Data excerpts
════════

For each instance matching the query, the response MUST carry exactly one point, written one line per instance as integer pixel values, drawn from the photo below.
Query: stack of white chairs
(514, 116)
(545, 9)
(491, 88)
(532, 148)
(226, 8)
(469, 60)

════════

* **Task to complete**: Nothing in the records should differ from the original when you retype them.

* **Solved problem**:
For each instance matching the query, the response MUST carry exactly one point, written one line per instance as integer pixel values, drawn from the photo below.
Query: stack of white chairs
(514, 116)
(545, 9)
(491, 88)
(532, 148)
(226, 8)
(469, 60)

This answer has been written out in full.